### What is required:
Report each line below that contains the string "reflection", copying every such line in full.

### Records supplied:
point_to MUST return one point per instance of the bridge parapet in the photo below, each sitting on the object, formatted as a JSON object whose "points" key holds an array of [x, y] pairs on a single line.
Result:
* * *
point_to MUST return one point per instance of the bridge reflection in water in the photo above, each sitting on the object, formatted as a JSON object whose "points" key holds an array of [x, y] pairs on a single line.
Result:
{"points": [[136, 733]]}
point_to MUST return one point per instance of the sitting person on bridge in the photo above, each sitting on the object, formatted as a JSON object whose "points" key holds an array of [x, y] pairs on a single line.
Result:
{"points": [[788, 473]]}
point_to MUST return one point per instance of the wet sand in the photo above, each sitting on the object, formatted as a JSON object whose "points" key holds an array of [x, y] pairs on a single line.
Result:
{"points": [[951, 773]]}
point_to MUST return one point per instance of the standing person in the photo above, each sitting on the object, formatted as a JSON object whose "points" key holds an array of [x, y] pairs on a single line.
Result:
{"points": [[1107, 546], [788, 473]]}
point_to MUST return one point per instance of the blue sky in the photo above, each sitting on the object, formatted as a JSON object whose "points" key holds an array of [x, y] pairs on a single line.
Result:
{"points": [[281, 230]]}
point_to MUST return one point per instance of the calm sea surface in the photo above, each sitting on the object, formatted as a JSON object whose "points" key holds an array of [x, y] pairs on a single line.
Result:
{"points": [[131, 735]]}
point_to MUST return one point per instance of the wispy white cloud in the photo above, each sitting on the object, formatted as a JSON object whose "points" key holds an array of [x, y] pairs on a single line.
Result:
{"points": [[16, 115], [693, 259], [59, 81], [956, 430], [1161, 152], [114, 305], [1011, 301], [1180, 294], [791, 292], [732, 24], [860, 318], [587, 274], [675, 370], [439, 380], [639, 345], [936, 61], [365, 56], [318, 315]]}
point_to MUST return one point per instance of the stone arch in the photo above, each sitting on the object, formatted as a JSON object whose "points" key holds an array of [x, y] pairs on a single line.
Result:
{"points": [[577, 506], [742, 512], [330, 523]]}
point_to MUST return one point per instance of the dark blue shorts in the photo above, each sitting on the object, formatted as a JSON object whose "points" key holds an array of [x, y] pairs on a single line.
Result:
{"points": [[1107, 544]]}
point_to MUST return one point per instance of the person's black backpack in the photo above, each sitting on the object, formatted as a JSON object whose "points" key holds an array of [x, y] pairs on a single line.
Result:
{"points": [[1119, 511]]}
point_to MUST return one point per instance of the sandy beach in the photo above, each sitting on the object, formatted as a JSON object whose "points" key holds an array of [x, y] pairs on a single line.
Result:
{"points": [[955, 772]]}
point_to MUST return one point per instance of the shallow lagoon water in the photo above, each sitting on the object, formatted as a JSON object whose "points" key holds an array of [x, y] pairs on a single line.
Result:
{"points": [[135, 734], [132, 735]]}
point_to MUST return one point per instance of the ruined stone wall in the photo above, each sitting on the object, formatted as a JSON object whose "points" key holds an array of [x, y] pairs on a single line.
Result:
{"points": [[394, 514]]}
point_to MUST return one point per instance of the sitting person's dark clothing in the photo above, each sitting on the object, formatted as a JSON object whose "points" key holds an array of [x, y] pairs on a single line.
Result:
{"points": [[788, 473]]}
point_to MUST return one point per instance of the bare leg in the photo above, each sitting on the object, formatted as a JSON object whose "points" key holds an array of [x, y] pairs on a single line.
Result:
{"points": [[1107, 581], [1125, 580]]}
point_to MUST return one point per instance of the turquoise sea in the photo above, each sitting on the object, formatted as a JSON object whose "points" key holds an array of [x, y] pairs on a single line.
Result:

### Output for this exercise:
point_to MUST return one point per instance of the bridge reflection in water in the photo above, each sitting on the object, formatted as a JSON object whose "points" key holds an array of [x, y] pairs on a single line.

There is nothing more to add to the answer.